Written exercise:
Please pull out the lines of the material word for word, starting at the line that contains "brown teddy bear is?" and continuing through the end of the material, with that first line included. Leave the pictures out.

Records taken from a collection:
>>>
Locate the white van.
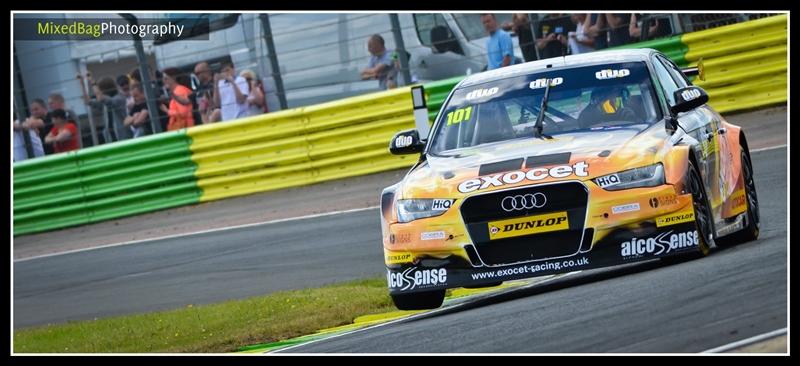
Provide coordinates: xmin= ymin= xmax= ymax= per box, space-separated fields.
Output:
xmin=156 ymin=13 xmax=522 ymax=111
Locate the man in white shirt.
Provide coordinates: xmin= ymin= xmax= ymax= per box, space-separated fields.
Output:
xmin=214 ymin=63 xmax=250 ymax=121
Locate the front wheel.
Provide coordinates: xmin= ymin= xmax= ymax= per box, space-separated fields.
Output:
xmin=391 ymin=290 xmax=445 ymax=310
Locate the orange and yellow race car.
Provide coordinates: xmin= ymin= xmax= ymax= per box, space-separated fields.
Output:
xmin=381 ymin=49 xmax=759 ymax=309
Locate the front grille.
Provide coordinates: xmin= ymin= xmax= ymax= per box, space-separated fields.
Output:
xmin=461 ymin=182 xmax=591 ymax=265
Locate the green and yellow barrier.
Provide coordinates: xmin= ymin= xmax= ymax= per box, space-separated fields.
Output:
xmin=14 ymin=131 xmax=200 ymax=235
xmin=13 ymin=15 xmax=788 ymax=235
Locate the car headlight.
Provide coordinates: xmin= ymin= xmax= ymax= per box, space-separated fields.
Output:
xmin=397 ymin=198 xmax=454 ymax=222
xmin=592 ymin=163 xmax=665 ymax=191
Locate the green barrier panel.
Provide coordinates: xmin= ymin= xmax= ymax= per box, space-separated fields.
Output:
xmin=13 ymin=152 xmax=89 ymax=235
xmin=423 ymin=76 xmax=466 ymax=122
xmin=14 ymin=131 xmax=200 ymax=235
xmin=608 ymin=36 xmax=689 ymax=67
xmin=13 ymin=16 xmax=787 ymax=235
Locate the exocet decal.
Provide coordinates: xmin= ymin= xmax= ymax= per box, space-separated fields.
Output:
xmin=528 ymin=77 xmax=564 ymax=89
xmin=594 ymin=69 xmax=631 ymax=80
xmin=464 ymin=87 xmax=500 ymax=100
xmin=386 ymin=267 xmax=447 ymax=291
xmin=458 ymin=161 xmax=589 ymax=193
xmin=681 ymin=89 xmax=702 ymax=101
xmin=620 ymin=230 xmax=700 ymax=259
xmin=394 ymin=136 xmax=414 ymax=148
xmin=419 ymin=231 xmax=446 ymax=240
xmin=431 ymin=199 xmax=453 ymax=211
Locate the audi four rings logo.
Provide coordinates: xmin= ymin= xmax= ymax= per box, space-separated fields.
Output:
xmin=500 ymin=192 xmax=547 ymax=212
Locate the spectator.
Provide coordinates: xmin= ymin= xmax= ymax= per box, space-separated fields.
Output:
xmin=361 ymin=34 xmax=397 ymax=90
xmin=536 ymin=14 xmax=575 ymax=59
xmin=586 ymin=14 xmax=608 ymax=50
xmin=214 ymin=62 xmax=250 ymax=121
xmin=628 ymin=14 xmax=670 ymax=41
xmin=124 ymin=83 xmax=151 ymax=138
xmin=605 ymin=13 xmax=631 ymax=47
xmin=511 ymin=13 xmax=539 ymax=62
xmin=481 ymin=13 xmax=514 ymax=70
xmin=160 ymin=67 xmax=194 ymax=131
xmin=47 ymin=93 xmax=78 ymax=122
xmin=239 ymin=70 xmax=267 ymax=116
xmin=128 ymin=67 xmax=169 ymax=131
xmin=567 ymin=14 xmax=594 ymax=55
xmin=78 ymin=73 xmax=131 ymax=142
xmin=44 ymin=109 xmax=80 ymax=153
xmin=117 ymin=75 xmax=133 ymax=113
xmin=194 ymin=61 xmax=221 ymax=123
xmin=12 ymin=121 xmax=44 ymax=162
xmin=22 ymin=98 xmax=55 ymax=155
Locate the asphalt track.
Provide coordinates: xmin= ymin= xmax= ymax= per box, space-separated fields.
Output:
xmin=14 ymin=148 xmax=787 ymax=353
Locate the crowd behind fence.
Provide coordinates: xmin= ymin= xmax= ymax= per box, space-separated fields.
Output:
xmin=13 ymin=13 xmax=771 ymax=161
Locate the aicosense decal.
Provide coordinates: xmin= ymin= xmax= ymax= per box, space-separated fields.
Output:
xmin=620 ymin=230 xmax=700 ymax=259
xmin=386 ymin=267 xmax=447 ymax=291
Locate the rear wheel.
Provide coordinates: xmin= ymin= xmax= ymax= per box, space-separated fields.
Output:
xmin=689 ymin=162 xmax=715 ymax=255
xmin=719 ymin=149 xmax=761 ymax=246
xmin=391 ymin=290 xmax=445 ymax=310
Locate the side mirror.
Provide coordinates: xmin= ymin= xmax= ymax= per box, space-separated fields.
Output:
xmin=389 ymin=130 xmax=425 ymax=155
xmin=681 ymin=57 xmax=706 ymax=81
xmin=670 ymin=86 xmax=708 ymax=114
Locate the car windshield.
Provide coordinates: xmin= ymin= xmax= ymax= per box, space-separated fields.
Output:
xmin=428 ymin=62 xmax=661 ymax=155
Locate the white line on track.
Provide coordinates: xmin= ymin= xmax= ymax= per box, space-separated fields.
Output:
xmin=266 ymin=271 xmax=581 ymax=353
xmin=750 ymin=144 xmax=786 ymax=152
xmin=702 ymin=328 xmax=787 ymax=353
xmin=14 ymin=206 xmax=380 ymax=263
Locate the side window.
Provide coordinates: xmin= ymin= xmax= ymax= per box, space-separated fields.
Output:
xmin=414 ymin=14 xmax=464 ymax=55
xmin=653 ymin=57 xmax=680 ymax=105
xmin=656 ymin=56 xmax=692 ymax=88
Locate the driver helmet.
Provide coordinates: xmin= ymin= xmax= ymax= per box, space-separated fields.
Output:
xmin=591 ymin=86 xmax=629 ymax=114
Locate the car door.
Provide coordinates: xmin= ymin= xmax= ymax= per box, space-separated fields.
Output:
xmin=653 ymin=55 xmax=724 ymax=213
xmin=659 ymin=56 xmax=738 ymax=213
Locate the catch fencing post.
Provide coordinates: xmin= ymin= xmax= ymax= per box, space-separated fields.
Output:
xmin=117 ymin=13 xmax=162 ymax=134
xmin=258 ymin=14 xmax=289 ymax=109
xmin=389 ymin=13 xmax=411 ymax=86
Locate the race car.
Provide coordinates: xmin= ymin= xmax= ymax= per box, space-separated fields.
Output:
xmin=381 ymin=49 xmax=759 ymax=310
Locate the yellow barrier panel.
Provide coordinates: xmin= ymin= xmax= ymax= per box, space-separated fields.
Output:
xmin=682 ymin=14 xmax=788 ymax=113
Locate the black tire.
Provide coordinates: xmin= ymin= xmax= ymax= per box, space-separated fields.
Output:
xmin=717 ymin=149 xmax=761 ymax=247
xmin=689 ymin=161 xmax=716 ymax=256
xmin=391 ymin=290 xmax=445 ymax=310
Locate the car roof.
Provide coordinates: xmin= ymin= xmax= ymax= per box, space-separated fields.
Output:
xmin=456 ymin=48 xmax=658 ymax=88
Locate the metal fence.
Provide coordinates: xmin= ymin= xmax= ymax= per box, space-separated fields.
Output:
xmin=13 ymin=13 xmax=771 ymax=160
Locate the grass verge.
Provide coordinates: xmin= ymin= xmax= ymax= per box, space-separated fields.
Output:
xmin=14 ymin=277 xmax=396 ymax=353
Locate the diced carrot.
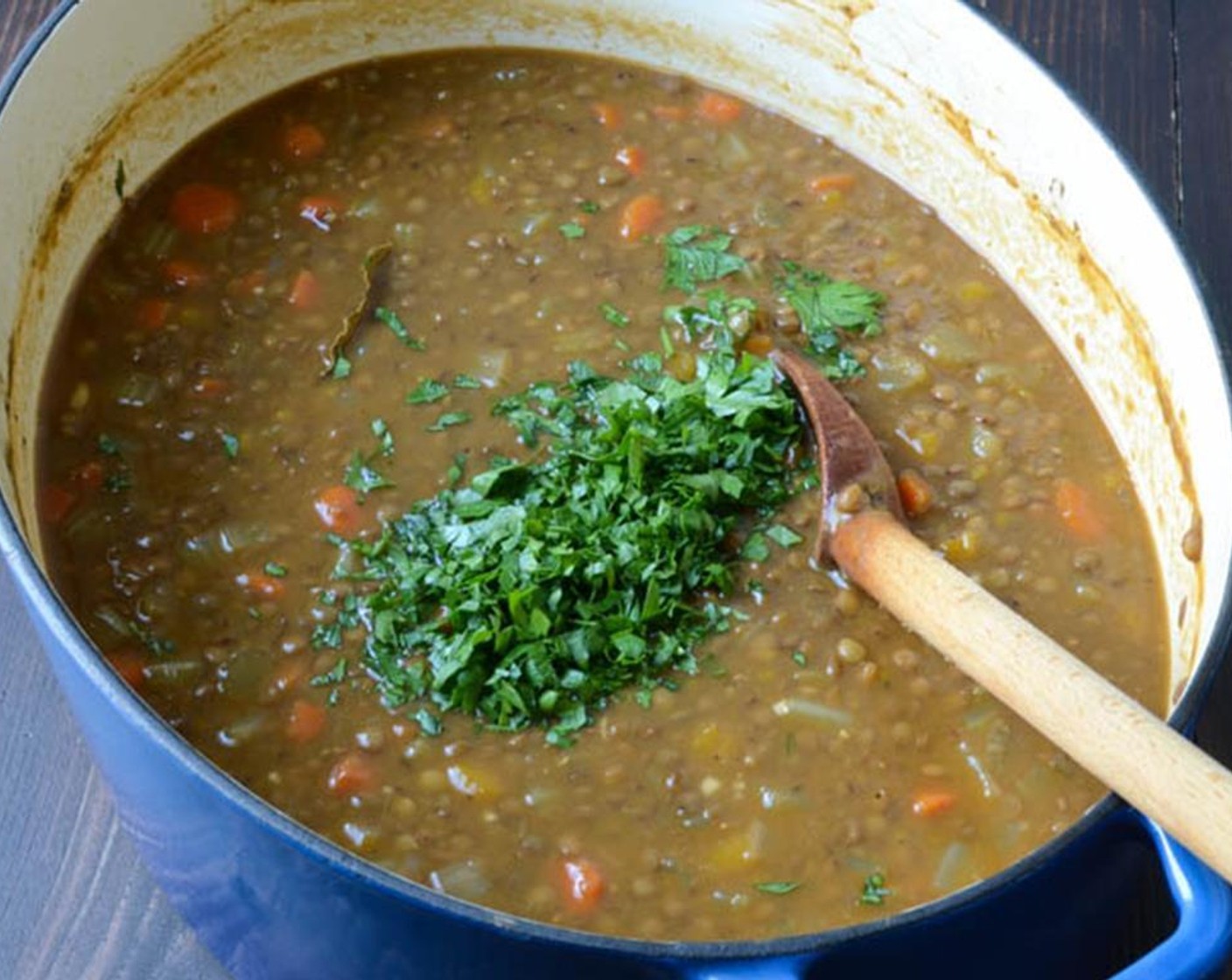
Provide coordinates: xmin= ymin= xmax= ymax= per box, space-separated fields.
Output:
xmin=103 ymin=648 xmax=145 ymax=690
xmin=172 ymin=184 xmax=241 ymax=234
xmin=620 ymin=193 xmax=667 ymax=242
xmin=235 ymin=572 xmax=287 ymax=599
xmin=556 ymin=858 xmax=607 ymax=914
xmin=73 ymin=459 xmax=106 ymax=491
xmin=594 ymin=102 xmax=625 ymax=130
xmin=650 ymin=106 xmax=689 ymax=122
xmin=286 ymin=697 xmax=329 ymax=745
xmin=192 ymin=377 xmax=230 ymax=398
xmin=697 ymin=93 xmax=744 ymax=126
xmin=808 ymin=172 xmax=855 ymax=195
xmin=1054 ymin=477 xmax=1108 ymax=541
xmin=326 ymin=752 xmax=377 ymax=796
xmin=287 ymin=269 xmax=320 ymax=310
xmin=419 ymin=116 xmax=455 ymax=139
xmin=616 ymin=147 xmax=646 ymax=176
xmin=163 ymin=259 xmax=209 ymax=290
xmin=40 ymin=483 xmax=76 ymax=524
xmin=898 ymin=470 xmax=935 ymax=518
xmin=299 ymin=193 xmax=342 ymax=232
xmin=133 ymin=298 xmax=172 ymax=332
xmin=313 ymin=483 xmax=363 ymax=537
xmin=912 ymin=789 xmax=958 ymax=816
xmin=282 ymin=122 xmax=326 ymax=163
xmin=744 ymin=332 xmax=774 ymax=358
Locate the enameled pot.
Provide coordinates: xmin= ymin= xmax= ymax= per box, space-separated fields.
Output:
xmin=0 ymin=0 xmax=1232 ymax=980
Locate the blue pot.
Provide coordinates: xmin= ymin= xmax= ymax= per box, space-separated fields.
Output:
xmin=0 ymin=0 xmax=1232 ymax=980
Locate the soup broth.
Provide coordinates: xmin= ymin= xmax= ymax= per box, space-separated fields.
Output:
xmin=39 ymin=51 xmax=1166 ymax=941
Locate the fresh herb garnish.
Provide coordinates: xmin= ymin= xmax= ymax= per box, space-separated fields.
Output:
xmin=428 ymin=412 xmax=471 ymax=432
xmin=372 ymin=305 xmax=428 ymax=350
xmin=102 ymin=467 xmax=133 ymax=494
xmin=663 ymin=224 xmax=749 ymax=292
xmin=320 ymin=323 xmax=801 ymax=745
xmin=598 ymin=304 xmax=631 ymax=329
xmin=407 ymin=377 xmax=450 ymax=404
xmin=411 ymin=708 xmax=441 ymax=737
xmin=372 ymin=418 xmax=395 ymax=456
xmin=775 ymin=262 xmax=886 ymax=379
xmin=766 ymin=524 xmax=804 ymax=548
xmin=860 ymin=872 xmax=894 ymax=905
xmin=752 ymin=881 xmax=800 ymax=895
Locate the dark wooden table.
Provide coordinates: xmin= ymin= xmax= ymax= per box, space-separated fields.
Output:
xmin=0 ymin=0 xmax=1232 ymax=980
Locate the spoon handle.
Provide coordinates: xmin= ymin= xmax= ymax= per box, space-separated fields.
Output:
xmin=830 ymin=510 xmax=1232 ymax=880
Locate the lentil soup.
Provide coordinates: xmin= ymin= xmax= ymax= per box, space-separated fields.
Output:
xmin=39 ymin=51 xmax=1166 ymax=940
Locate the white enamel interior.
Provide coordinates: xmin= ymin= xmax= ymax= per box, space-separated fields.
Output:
xmin=0 ymin=0 xmax=1232 ymax=699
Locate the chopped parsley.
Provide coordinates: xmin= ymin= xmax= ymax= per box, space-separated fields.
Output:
xmin=308 ymin=657 xmax=346 ymax=688
xmin=407 ymin=377 xmax=450 ymax=404
xmin=428 ymin=412 xmax=471 ymax=432
xmin=218 ymin=431 xmax=239 ymax=459
xmin=372 ymin=418 xmax=395 ymax=456
xmin=312 ymin=226 xmax=881 ymax=744
xmin=775 ymin=262 xmax=886 ymax=379
xmin=372 ymin=305 xmax=428 ymax=350
xmin=318 ymin=325 xmax=802 ymax=745
xmin=663 ymin=224 xmax=749 ymax=292
xmin=860 ymin=872 xmax=894 ymax=905
xmin=752 ymin=881 xmax=800 ymax=895
xmin=329 ymin=354 xmax=351 ymax=381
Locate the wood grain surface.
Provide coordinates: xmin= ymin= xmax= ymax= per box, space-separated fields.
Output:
xmin=0 ymin=0 xmax=1232 ymax=980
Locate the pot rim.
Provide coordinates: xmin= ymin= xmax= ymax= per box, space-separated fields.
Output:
xmin=0 ymin=0 xmax=1232 ymax=962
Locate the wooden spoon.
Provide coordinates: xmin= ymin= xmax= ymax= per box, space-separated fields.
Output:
xmin=771 ymin=350 xmax=1232 ymax=881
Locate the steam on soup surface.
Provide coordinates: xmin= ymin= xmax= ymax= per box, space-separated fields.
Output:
xmin=40 ymin=51 xmax=1166 ymax=940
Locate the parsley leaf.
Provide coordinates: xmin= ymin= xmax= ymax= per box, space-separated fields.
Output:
xmin=663 ymin=224 xmax=749 ymax=292
xmin=752 ymin=881 xmax=800 ymax=895
xmin=775 ymin=262 xmax=886 ymax=380
xmin=428 ymin=412 xmax=471 ymax=432
xmin=860 ymin=872 xmax=894 ymax=905
xmin=372 ymin=305 xmax=428 ymax=350
xmin=407 ymin=377 xmax=450 ymax=404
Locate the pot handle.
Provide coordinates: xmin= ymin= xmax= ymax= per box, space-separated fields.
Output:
xmin=1112 ymin=812 xmax=1232 ymax=980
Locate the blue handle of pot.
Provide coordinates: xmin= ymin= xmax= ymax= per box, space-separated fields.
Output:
xmin=1112 ymin=816 xmax=1232 ymax=980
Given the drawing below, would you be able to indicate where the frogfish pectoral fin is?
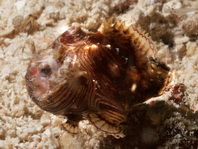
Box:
[63,122,80,134]
[87,111,124,134]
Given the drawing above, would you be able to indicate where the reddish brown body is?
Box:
[26,21,169,134]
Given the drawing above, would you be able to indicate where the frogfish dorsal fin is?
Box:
[98,18,156,66]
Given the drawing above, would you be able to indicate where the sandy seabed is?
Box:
[0,0,198,149]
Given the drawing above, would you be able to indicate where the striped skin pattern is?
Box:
[25,20,169,134]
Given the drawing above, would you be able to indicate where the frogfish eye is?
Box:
[40,65,52,77]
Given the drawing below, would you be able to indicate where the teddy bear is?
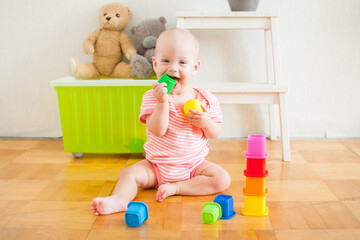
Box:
[130,17,166,78]
[68,3,136,79]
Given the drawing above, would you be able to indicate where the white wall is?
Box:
[0,0,360,138]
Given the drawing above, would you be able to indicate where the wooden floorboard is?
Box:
[0,139,360,240]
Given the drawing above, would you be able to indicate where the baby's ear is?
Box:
[194,59,200,75]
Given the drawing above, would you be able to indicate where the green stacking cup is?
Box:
[158,73,176,95]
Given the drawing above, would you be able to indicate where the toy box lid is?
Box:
[51,76,156,87]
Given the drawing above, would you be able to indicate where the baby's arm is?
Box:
[146,83,169,137]
[186,104,221,139]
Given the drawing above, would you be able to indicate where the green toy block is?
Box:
[158,73,176,95]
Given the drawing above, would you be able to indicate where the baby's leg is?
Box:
[156,161,231,201]
[90,160,157,215]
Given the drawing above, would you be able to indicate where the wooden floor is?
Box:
[0,140,360,240]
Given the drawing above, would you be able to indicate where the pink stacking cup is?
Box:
[245,135,268,158]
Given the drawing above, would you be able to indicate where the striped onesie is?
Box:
[139,88,222,185]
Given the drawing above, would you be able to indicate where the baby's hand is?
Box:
[186,104,212,128]
[153,82,168,103]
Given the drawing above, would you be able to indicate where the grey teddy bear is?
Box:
[130,17,166,78]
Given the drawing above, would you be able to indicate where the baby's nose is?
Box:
[169,64,178,72]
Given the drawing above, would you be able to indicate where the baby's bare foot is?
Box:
[156,183,177,202]
[90,196,128,215]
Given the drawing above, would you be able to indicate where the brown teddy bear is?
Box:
[68,3,136,78]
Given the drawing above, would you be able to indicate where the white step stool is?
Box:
[176,12,290,161]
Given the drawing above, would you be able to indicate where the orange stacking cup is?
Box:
[243,177,268,196]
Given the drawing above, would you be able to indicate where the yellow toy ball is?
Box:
[184,99,204,115]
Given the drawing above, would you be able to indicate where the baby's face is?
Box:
[153,31,200,94]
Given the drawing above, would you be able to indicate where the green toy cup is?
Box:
[201,202,221,224]
[158,73,176,95]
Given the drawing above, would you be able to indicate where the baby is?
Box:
[91,29,231,215]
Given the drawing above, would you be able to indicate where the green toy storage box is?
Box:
[51,77,154,157]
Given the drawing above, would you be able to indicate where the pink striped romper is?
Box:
[139,88,222,185]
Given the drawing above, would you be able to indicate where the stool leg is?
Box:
[279,93,291,161]
[269,104,276,140]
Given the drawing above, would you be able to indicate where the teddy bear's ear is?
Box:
[158,17,166,24]
[126,7,132,19]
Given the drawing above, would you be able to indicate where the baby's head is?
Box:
[153,28,200,94]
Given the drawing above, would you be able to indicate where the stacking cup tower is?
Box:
[241,135,269,216]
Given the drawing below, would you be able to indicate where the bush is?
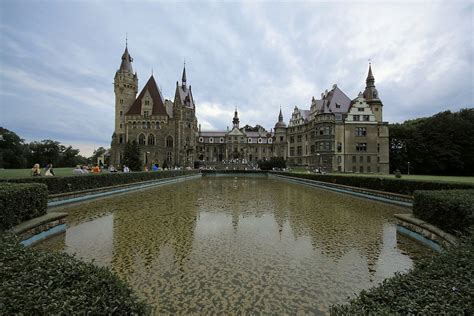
<<<
Exercise output:
Given the drawing above, would you be able to indicate where the brown teddy bear is?
Box:
[68,3,136,78]
Given the drawing above, would you be able to indicate where the white step stool is?
Box:
[176,12,290,161]
Given the drawing above, would you be able to indicate where the orange stacking cup is?
Box:
[243,177,268,196]
Given the drawing above, would you be able to indicate where the yellow toy ball is?
Box:
[184,99,204,115]
Given the drawing above, would you be able to indicate where the baby's face is?
Box:
[153,31,200,94]
Given the drawing above, would you be able to indicate where the green toy cup is?
Box:
[201,202,221,224]
[158,73,176,95]
Given the drawing above, would you be able to indicate where the baby is?
Box:
[91,29,231,215]
Given the drawing above, would you be able to indicate where the green toy storage box is?
Box:
[51,77,154,157]
Given the drawing above, would you be able to indicate where the pink striped romper is?
Box:
[139,88,222,185]
Given the drawing above, would you be able to indicate where the stool leg is?
Box:
[279,93,291,161]
[269,104,276,140]
Given the drawing above, would you be able to indicate where the teddy bear's ear is?
Box:
[158,17,166,24]
[126,7,132,19]
Given the drawing above, would you be able to indicate where the baby's head is?
Box:
[153,28,200,94]
Given the drawing above, would you be able to indicate where the stacking cup tower is?
Box:
[241,135,269,216]
Given the drawing below, would you be able to indicate where the bush is?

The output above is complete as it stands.